== Goal ==
Show each line below that contains the string "Query", reproducing every matching line in full.

== Information given ==
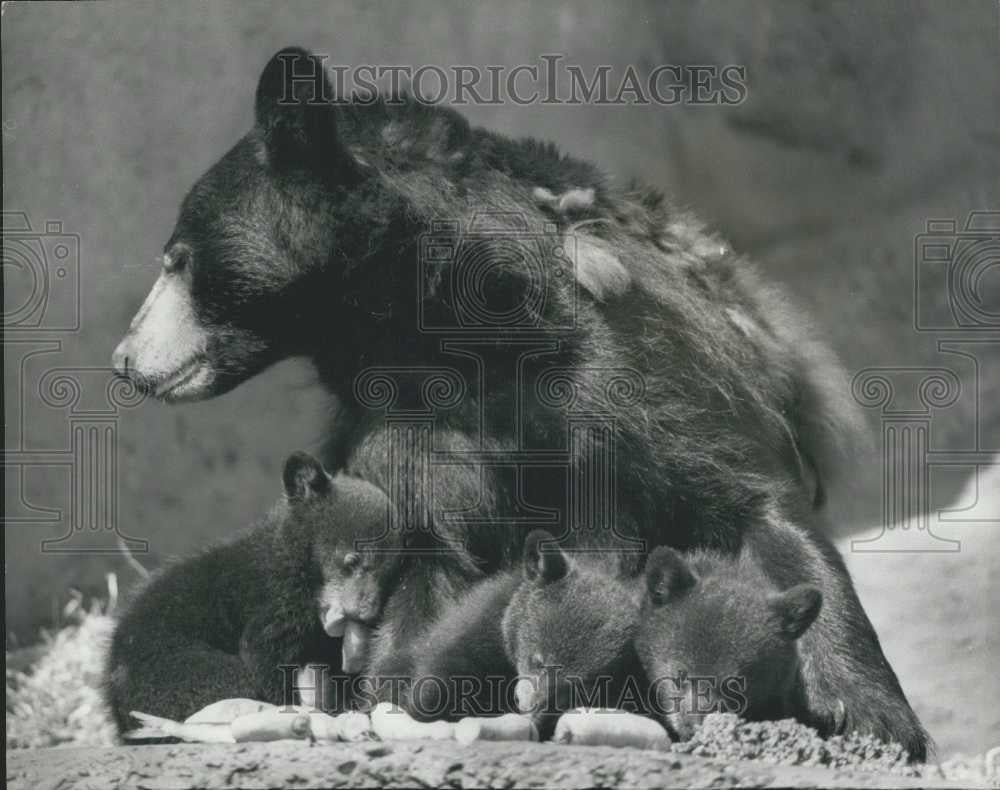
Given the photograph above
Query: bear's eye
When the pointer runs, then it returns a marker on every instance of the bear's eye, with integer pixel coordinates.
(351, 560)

* * *

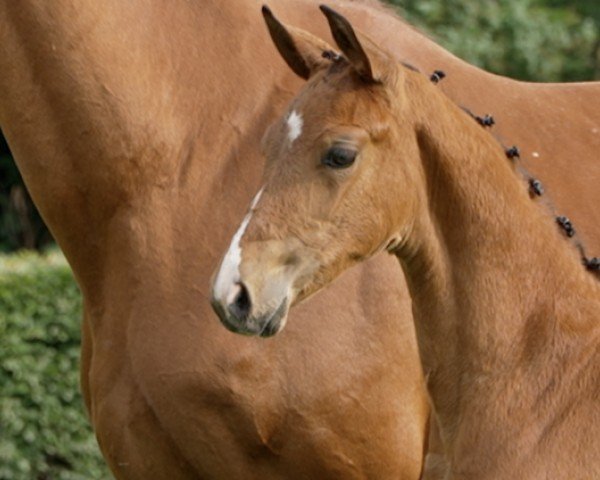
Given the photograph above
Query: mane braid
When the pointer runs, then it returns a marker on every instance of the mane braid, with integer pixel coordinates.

* * *

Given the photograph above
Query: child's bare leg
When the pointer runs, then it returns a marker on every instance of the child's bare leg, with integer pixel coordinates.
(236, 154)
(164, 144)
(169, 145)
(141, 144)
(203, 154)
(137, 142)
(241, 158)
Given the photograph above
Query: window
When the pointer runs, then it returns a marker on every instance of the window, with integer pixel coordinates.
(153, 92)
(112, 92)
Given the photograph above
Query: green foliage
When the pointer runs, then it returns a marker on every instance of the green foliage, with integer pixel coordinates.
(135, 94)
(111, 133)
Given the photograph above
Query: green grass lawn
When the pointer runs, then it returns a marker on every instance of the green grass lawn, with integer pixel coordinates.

== Task solution ==
Query: bear's eye
Query: mane braid
Query: child's bare leg
Query: window
Query: green foliage
Query: green grass lawn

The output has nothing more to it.